**Exercise instructions:** Report each line of the listing that carries the word "woman".
-- Opening Marker --
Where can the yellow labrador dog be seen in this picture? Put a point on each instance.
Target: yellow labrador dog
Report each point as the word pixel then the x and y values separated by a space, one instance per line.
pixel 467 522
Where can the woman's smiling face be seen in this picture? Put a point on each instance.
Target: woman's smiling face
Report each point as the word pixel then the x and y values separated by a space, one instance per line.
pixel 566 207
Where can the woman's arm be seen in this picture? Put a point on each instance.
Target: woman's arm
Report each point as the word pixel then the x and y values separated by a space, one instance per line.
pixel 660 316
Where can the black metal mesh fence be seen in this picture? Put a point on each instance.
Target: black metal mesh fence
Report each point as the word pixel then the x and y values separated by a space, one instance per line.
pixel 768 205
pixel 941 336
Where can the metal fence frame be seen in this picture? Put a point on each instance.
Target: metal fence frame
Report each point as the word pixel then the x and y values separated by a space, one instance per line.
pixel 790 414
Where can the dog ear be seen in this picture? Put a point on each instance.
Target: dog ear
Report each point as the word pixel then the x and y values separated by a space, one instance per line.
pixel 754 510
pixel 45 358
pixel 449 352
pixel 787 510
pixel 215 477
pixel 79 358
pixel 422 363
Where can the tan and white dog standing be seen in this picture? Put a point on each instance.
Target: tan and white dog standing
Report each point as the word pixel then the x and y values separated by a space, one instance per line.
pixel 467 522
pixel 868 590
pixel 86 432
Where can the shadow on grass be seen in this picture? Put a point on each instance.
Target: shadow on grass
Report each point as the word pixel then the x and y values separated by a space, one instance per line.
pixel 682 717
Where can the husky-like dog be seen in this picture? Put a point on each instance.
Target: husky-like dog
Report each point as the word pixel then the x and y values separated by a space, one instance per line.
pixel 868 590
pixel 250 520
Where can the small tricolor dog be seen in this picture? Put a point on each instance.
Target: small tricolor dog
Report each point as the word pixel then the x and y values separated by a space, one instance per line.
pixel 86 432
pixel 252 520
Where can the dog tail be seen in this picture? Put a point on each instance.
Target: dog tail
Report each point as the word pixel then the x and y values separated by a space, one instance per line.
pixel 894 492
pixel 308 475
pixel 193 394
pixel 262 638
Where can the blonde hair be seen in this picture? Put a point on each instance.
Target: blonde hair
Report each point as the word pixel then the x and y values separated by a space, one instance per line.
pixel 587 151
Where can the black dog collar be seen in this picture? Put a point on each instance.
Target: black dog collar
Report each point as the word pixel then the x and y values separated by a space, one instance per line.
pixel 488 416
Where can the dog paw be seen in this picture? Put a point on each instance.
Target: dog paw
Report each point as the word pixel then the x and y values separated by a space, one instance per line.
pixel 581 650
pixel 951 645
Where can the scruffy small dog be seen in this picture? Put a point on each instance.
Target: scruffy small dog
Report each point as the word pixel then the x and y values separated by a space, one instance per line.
-- Closing Marker --
**Task output:**
Where can the woman's smiling face be seen in this picture? Put a point on each instance.
Target: woman's smiling face
Where can the woman's arm be seen in this picture? Put a point on each instance.
Target: woman's arm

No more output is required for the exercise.